(GIVEN RECORDS)
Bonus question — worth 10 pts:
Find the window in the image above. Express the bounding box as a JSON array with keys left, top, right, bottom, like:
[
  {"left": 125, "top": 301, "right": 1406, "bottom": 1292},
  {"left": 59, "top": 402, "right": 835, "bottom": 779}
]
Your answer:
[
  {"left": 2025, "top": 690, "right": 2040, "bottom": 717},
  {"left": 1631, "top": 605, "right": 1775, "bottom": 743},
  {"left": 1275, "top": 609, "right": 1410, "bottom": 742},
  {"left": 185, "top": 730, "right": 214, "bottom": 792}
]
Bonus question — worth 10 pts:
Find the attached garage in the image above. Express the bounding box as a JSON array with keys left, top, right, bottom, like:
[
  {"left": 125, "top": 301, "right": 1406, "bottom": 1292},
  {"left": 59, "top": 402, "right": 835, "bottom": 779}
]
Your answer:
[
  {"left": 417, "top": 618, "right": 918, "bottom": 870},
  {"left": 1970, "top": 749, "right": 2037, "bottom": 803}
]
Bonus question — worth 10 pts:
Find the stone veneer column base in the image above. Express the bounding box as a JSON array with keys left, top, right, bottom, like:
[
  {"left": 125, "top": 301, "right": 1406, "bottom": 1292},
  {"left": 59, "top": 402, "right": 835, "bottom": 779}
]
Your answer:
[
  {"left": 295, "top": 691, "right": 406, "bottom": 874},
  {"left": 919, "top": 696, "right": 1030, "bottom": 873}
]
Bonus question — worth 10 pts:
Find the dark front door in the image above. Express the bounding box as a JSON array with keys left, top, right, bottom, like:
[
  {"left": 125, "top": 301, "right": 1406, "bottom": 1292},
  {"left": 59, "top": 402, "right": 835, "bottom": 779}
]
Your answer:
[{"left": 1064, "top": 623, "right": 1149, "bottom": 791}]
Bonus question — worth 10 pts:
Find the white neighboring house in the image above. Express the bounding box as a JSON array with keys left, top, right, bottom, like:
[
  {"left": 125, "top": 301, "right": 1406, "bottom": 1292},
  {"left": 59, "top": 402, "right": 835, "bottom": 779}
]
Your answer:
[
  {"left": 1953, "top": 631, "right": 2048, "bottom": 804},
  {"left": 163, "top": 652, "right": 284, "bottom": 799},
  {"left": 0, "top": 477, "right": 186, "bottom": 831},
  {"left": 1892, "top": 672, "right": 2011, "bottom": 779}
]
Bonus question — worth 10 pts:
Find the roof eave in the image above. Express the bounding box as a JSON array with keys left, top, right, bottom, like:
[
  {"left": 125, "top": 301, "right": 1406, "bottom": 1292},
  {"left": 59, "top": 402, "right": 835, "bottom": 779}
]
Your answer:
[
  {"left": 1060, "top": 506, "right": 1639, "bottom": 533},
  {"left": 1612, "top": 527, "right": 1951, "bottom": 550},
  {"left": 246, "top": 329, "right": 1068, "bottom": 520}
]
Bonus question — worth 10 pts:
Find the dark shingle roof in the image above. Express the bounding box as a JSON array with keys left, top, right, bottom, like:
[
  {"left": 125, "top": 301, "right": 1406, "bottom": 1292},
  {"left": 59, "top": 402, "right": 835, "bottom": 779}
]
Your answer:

(EXERCISE BRIEF) Would you reproduce the whole listing exactly as it stands?

(RESULT OF THE EXERCISE)
Bonus question — worth 10 pts:
Find the window in the image above. Express the bounding box as a JSON array with keys left, top, right, bottom, like:
[
  {"left": 125, "top": 301, "right": 1406, "bottom": 1292},
  {"left": 59, "top": 402, "right": 835, "bottom": 779}
]
Your answer:
[
  {"left": 2025, "top": 690, "right": 2040, "bottom": 717},
  {"left": 1631, "top": 605, "right": 1775, "bottom": 743},
  {"left": 1275, "top": 609, "right": 1410, "bottom": 742},
  {"left": 185, "top": 730, "right": 214, "bottom": 792}
]
Bonus question — worth 10 pts:
Find the attached garage in the image above. Express the bounding box as a JSON array with keys left, top, right, bottom, like:
[
  {"left": 125, "top": 301, "right": 1406, "bottom": 1292},
  {"left": 59, "top": 402, "right": 835, "bottom": 779}
]
Your answer:
[
  {"left": 417, "top": 618, "right": 918, "bottom": 870},
  {"left": 1970, "top": 749, "right": 2037, "bottom": 803}
]
Bonus question — worth 10 pts:
Find the stone veneer column base in the image above. Express the bounding box as a JSON array with keys left, top, right, bottom, like:
[
  {"left": 125, "top": 301, "right": 1406, "bottom": 1292},
  {"left": 59, "top": 402, "right": 835, "bottom": 779}
]
Your answer:
[
  {"left": 295, "top": 691, "right": 406, "bottom": 874},
  {"left": 919, "top": 696, "right": 1030, "bottom": 873}
]
Bonus question — worth 10 pts:
Find the dark front door in the image above. Express the bounding box as a JSON array with keys left, top, right, bottom, like:
[
  {"left": 125, "top": 301, "right": 1406, "bottom": 1292},
  {"left": 59, "top": 402, "right": 835, "bottom": 779}
]
Your answer:
[{"left": 1064, "top": 623, "right": 1149, "bottom": 791}]
Bonus question — worth 10 pts:
Find the white neighboring house in the image above. Express the bounding box as a JSON array with keys left, top, right, bottom, like:
[
  {"left": 125, "top": 301, "right": 1406, "bottom": 1292},
  {"left": 59, "top": 402, "right": 835, "bottom": 779}
]
Your answer:
[
  {"left": 1953, "top": 631, "right": 2048, "bottom": 804},
  {"left": 163, "top": 652, "right": 284, "bottom": 799},
  {"left": 0, "top": 477, "right": 186, "bottom": 831},
  {"left": 1892, "top": 672, "right": 2011, "bottom": 779}
]
Bonus question — worth 10 pts:
Find the roof eave in the image above. Express the bounding box as a JSON array with keys left, top, right, bottom, like:
[
  {"left": 125, "top": 301, "right": 1406, "bottom": 1292},
  {"left": 59, "top": 402, "right": 835, "bottom": 779}
]
Your answer:
[
  {"left": 1060, "top": 506, "right": 1639, "bottom": 533},
  {"left": 1612, "top": 527, "right": 1951, "bottom": 550},
  {"left": 246, "top": 329, "right": 1068, "bottom": 520}
]
Bonus question — worth 10 pts:
Find the dark shingle roof in the image above. Express the bounding box as a JSON array with keys left, top, right, bottom, like:
[
  {"left": 125, "top": 301, "right": 1406, "bottom": 1292},
  {"left": 59, "top": 402, "right": 835, "bottom": 779}
]
Your answer:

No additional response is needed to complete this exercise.